▸ **Excerpt**:
>>>>>

Bengaluru and Mumbai are likely to have a second wave of Covid-19 infections after the lockdown is lifted on May 3 unless measures are taken to aggressively trace, localise and isolate Covid-19 cases.
This grim forecast has been made in a working paper by 18 scientists from the Indian Institute of Science (IISc) and the Tata Institute of Fundamental Research, Mumbai, using a mathematical, city-based epidemic simulator.
Several adjustable parameters, such as disease progression parameters, plus daily contact rate are set. The settings can then be run through a filter of 11 different “intervention” settings, including no government intervention to an infinite lockdown, a lockdown for 25 days and a lockdown for 40 days (which mirrors the present situation).
The “interventions” are modelled as beginning on March 25, the day of the nationwide lockdown. Data on a log scale shows that if there is no intervention at all, the number of fatalities in the city would be about 28 by May 1. By June 1, however, the modelling shows that if the lockdown is not continued, the number of deaths could reach 23 by July 1, before climbing to 33 by August 1.
According to data from the state Department of Health and Family Welfare, there have been four recorded deaths in the city so far. Scientists said these number projections do not take into account aggressive contact tracing, testing, and isolation which can change the course of the epidemic.

<<<<<

[Items stored from a collection]
>>>>>

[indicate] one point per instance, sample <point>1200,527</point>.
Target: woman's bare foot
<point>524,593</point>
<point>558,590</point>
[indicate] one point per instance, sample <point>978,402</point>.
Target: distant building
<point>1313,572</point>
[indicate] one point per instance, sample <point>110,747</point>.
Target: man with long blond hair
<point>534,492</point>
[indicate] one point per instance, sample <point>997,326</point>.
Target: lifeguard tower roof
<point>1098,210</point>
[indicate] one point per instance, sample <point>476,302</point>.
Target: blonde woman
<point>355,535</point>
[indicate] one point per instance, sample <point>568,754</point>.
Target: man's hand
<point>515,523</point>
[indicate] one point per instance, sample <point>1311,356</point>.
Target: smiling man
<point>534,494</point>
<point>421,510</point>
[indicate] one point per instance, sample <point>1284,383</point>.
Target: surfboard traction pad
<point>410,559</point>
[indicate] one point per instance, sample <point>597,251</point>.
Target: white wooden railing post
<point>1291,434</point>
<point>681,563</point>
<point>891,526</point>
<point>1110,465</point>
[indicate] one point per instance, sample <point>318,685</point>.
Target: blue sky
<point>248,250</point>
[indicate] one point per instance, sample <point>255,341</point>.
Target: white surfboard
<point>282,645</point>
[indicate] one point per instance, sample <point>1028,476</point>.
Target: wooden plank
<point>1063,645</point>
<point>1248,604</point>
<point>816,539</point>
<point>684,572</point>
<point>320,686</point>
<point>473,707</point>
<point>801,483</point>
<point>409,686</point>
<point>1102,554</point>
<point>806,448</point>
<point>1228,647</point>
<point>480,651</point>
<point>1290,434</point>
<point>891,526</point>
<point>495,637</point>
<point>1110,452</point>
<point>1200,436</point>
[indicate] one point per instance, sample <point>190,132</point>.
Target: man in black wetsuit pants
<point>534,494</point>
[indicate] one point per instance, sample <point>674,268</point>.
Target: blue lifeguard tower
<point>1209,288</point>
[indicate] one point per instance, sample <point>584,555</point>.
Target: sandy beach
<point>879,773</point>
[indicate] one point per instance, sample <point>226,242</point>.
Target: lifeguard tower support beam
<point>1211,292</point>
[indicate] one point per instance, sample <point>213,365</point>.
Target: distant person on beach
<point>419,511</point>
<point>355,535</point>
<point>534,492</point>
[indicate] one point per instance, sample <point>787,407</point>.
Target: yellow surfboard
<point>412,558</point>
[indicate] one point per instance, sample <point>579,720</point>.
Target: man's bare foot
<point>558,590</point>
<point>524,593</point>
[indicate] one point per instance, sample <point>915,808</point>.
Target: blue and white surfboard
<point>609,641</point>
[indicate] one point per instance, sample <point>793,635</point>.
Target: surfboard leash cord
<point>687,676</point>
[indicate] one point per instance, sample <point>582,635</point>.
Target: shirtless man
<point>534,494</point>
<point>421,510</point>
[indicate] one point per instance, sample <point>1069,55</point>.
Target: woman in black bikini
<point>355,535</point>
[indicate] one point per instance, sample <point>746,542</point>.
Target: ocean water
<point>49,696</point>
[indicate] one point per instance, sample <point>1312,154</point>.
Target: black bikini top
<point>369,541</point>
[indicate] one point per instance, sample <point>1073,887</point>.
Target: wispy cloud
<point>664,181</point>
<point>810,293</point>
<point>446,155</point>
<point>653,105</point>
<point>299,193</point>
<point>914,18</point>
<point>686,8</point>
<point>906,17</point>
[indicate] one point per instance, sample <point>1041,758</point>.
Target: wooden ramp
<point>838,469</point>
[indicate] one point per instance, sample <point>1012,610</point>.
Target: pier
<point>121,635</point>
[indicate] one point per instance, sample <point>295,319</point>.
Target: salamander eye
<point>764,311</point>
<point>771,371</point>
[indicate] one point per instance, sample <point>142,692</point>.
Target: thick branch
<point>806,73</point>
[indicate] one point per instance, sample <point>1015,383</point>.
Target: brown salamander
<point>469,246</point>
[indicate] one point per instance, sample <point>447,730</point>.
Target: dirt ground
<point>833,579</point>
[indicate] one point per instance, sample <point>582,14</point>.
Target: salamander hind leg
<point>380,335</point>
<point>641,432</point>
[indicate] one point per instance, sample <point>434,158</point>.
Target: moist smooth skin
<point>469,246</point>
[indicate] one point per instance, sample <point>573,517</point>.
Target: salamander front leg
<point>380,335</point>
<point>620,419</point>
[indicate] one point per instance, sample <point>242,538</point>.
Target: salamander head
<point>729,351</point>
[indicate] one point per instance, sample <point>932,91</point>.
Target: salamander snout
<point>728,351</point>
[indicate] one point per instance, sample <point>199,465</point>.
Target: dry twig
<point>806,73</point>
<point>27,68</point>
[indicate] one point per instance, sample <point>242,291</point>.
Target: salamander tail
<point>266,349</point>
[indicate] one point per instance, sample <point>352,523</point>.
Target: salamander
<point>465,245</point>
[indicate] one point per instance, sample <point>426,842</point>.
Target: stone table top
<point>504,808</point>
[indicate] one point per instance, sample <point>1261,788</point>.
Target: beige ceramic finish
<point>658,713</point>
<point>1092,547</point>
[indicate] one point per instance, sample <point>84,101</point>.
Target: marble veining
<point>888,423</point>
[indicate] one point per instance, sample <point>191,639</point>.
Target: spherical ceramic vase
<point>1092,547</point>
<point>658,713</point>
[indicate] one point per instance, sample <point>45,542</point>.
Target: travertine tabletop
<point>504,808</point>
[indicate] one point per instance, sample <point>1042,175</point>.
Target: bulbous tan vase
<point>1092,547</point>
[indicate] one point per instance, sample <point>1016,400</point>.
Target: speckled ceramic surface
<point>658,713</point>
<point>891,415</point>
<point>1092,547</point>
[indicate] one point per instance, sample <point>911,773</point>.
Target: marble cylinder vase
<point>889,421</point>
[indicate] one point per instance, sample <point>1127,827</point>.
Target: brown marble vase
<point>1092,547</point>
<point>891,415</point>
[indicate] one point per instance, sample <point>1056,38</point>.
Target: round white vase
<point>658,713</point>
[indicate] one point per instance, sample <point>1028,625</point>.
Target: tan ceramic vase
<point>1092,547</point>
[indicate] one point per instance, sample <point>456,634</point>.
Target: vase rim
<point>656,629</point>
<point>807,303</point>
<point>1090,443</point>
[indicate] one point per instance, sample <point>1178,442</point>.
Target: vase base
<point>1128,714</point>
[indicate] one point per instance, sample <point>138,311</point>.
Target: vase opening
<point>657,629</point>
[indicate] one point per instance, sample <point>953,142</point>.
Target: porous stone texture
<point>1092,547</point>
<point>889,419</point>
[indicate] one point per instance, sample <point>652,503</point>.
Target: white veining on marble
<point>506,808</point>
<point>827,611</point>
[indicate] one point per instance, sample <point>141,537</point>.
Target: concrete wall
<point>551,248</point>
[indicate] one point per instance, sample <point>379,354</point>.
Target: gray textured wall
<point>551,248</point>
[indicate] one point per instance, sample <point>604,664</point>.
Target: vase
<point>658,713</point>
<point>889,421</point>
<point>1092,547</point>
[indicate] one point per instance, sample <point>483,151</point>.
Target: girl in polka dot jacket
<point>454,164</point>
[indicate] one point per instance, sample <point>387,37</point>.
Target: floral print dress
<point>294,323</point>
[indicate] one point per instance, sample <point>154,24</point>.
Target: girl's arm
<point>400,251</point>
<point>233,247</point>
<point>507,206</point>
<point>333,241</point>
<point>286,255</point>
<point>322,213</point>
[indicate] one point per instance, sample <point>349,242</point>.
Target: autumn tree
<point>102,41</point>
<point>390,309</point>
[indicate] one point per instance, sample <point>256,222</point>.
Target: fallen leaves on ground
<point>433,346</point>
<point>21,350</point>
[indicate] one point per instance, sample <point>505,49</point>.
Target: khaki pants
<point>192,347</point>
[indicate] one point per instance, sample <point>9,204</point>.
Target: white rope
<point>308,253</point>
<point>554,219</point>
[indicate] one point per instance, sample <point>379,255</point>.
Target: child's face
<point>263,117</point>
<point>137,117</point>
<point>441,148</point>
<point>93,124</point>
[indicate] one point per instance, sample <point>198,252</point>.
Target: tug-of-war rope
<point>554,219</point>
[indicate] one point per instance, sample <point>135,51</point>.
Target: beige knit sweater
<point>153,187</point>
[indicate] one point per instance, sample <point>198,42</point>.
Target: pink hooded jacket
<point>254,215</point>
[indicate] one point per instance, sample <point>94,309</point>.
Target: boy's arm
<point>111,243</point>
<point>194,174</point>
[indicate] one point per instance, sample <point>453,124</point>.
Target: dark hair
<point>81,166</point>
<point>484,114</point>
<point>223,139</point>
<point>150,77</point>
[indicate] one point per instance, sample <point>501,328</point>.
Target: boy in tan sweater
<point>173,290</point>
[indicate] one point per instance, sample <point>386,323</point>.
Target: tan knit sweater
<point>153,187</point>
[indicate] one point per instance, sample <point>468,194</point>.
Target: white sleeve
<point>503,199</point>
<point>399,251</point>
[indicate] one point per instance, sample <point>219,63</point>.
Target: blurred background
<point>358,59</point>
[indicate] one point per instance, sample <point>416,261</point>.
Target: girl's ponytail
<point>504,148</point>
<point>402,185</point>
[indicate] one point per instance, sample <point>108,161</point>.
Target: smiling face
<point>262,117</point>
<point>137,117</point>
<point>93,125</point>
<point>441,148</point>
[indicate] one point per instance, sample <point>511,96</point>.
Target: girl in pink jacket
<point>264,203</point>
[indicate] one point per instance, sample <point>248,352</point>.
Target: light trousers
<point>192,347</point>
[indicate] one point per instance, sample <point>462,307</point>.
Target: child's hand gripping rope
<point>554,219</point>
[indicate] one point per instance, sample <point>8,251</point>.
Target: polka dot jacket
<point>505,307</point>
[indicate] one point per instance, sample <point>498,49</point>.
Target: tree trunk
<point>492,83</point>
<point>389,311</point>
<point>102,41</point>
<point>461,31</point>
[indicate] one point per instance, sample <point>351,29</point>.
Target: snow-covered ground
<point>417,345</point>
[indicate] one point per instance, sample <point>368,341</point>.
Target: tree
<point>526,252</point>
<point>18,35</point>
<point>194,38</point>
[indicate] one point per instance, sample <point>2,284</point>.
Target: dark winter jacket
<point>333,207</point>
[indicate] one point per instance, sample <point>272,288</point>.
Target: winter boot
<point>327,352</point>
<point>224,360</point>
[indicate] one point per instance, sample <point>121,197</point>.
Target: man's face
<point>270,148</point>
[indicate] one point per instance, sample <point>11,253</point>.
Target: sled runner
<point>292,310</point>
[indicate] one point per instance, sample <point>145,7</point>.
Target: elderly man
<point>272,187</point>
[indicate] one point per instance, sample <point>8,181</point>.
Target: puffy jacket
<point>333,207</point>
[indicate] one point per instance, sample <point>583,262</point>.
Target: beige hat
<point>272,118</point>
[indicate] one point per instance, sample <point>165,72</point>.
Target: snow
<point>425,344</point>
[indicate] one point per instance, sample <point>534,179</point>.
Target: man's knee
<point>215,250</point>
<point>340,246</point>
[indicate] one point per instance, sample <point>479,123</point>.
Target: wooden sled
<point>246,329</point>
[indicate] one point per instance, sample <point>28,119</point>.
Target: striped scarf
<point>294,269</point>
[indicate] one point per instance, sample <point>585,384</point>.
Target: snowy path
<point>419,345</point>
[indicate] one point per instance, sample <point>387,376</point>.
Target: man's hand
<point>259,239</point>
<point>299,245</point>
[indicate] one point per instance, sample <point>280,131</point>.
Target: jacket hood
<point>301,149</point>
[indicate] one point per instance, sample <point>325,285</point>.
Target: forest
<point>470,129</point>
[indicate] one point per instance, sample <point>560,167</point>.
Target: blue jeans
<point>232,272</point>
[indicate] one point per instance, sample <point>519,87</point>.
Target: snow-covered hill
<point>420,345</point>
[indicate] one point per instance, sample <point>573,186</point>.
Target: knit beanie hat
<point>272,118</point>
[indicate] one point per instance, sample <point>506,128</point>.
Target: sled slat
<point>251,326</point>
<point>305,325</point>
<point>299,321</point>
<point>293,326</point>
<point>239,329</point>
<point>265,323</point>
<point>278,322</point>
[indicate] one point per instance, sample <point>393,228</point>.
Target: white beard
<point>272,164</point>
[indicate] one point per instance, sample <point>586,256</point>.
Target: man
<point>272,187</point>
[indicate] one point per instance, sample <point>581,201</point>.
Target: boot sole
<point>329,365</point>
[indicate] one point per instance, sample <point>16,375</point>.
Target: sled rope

<<<<<

▸ **Task item A**:
Answer these questions using the Covid-19 forecast article.
(i) How many scientists wrote the working paper?
(ii) How many different "intervention" settings can the settings be run through?
(iii) According to the state Department of Health and Family Welfare, how many deaths have been recorded in the city so far?
▸ **Task item B**:
Carry on the Covid-19 forecast article from its last sentence.
These records were drawn from a different source than the Covid-19 forecast article.

▸ **Task output A**:
(i) 18
(ii) 11
(iii) Four

▸ **Task output B**:
Professor Rajesh Sundaresan of the Department of Electrical Communication Engineering, IISc, the corresponding author for the paper, explained that the model is agent-based and uses a fine-grained mathematical replica of a city, mimicking various interaction spaces such as households, schools and workplaces.
“If there are 10 million people in Bengaluru, the city’s model also has that many individuals,” he said, adding that the model also takes into account population densities, age distribution, household size distribution, commute distances and several other
parameters.
In their model, the researchers ‘seeded’ infections in the simulated cities and tested how the epidemic would spread under different scenarios when restrictions are phased out.
In all of these, the researchers assumed that cases would continue to be isolated with 90 percent compliance.